§ **Data extracted from a collection**
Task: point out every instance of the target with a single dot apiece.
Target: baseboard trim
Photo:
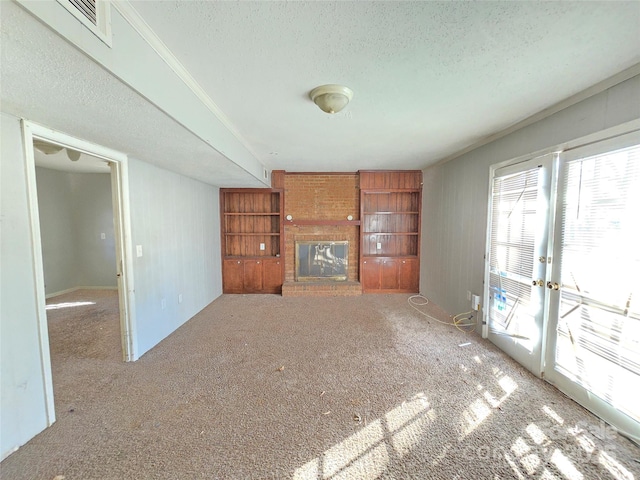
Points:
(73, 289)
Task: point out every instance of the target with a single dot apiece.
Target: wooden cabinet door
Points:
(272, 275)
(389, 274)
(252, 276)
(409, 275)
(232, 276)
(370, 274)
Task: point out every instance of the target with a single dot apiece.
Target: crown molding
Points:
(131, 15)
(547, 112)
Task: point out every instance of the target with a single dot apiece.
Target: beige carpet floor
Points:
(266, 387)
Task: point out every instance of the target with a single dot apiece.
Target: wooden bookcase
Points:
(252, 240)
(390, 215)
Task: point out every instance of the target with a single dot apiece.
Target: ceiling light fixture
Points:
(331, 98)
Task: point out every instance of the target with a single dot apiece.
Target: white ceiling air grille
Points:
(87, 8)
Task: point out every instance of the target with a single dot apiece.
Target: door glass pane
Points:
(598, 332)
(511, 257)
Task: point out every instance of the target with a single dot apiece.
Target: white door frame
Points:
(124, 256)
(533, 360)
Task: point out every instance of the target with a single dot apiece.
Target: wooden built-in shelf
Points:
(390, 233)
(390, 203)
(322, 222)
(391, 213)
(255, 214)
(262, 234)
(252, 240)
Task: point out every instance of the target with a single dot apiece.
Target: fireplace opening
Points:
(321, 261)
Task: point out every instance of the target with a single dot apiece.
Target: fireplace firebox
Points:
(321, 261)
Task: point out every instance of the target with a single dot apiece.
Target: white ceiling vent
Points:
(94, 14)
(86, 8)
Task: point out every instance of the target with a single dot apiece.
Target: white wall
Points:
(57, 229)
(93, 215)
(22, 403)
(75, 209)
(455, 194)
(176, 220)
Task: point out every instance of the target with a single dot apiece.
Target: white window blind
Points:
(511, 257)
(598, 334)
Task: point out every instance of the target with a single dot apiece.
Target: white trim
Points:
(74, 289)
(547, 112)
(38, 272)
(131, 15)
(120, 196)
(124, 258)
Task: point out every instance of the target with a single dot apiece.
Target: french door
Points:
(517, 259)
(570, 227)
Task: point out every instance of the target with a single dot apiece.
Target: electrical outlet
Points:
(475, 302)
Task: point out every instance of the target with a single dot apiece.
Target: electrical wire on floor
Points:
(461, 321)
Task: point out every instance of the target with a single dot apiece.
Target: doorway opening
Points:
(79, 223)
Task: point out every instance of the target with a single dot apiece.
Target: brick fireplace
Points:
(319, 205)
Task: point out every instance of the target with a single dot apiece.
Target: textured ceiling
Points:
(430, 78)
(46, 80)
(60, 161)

§ **Written exercise**
The entries above should be reproduced exactly, without their pictures.

§ **Result of the task**
Task: point out every instance of the target with a single dot apiece.
Target: baseboard trim
Photo:
Points:
(73, 289)
Task: point out every instance of the target with a single dot apiece.
Target: wooden cabinet door
Points:
(272, 275)
(389, 274)
(252, 276)
(409, 275)
(232, 276)
(370, 274)
Task: point out every instance of the target with a single dot apiece.
Target: crown molding
Points:
(131, 15)
(547, 112)
Task: point out every instance of the target with a single dot apiece.
Target: beige carpet floor
Points:
(266, 387)
Task: point out every instance of the target with a single dot apiece.
Target: wooden bookcase
Points:
(252, 240)
(390, 215)
Task: point out every instance of the target with a single dot apiece.
Target: ceiling light fixture
Points:
(331, 98)
Task: point out every instance of the target with a single dot apiece.
Target: white ceiling air grille
Points:
(87, 8)
Task: point out every instance of the target with a single dot apiece.
Target: door glass pane
Points:
(598, 332)
(511, 257)
Task: point out every instance of the target with a single dot apiece.
Target: white door frame
Points:
(124, 256)
(533, 360)
Task: point out every instance of the target with a single dot apiece.
Target: wooden built-in shelf
Points:
(390, 233)
(390, 203)
(322, 222)
(391, 213)
(255, 214)
(262, 234)
(252, 240)
Task: point out every instance of the target with a single dot apiece.
Target: fireplace opening
Points:
(321, 261)
Task: point out every instance of the target with a single dot apiece.
Target: fireplace firebox
Points:
(321, 261)
Task: point out every instance of the target with a single dot apiece.
Target: white ceiling vent
Points:
(94, 14)
(86, 8)
Task: point out every instance of the target with a single dot apiece.
Target: white wall
Points:
(57, 229)
(93, 215)
(22, 403)
(75, 209)
(455, 194)
(176, 220)
Task: point out every instance of the target with a single dot apiece.
Target: white window blind
Points:
(511, 257)
(598, 334)
Task: point out every instance of the target with a single dot apiece.
Target: white trim
Points:
(74, 289)
(547, 112)
(38, 272)
(131, 15)
(120, 196)
(124, 258)
Task: point out every instance of the target with a single dot apiece.
Target: french door
Points:
(517, 259)
(570, 227)
Task: point out every instance of the target with a single dot apiece.
Target: electrical outlet
Points:
(475, 302)
Task: point out every instance of the target with a single dot apiece.
Target: electrical wire on floor
Points:
(461, 321)
Task: point out every instance of the target with a single dot apiece.
Target: doorway opening
Points:
(79, 223)
Task: point out every instance of the target with a single dot apiece.
Target: brick fireplace
Points:
(319, 205)
Task: point out every instance of the target with a single dot apiece.
Target: textured ceiling
Points:
(430, 78)
(46, 80)
(60, 161)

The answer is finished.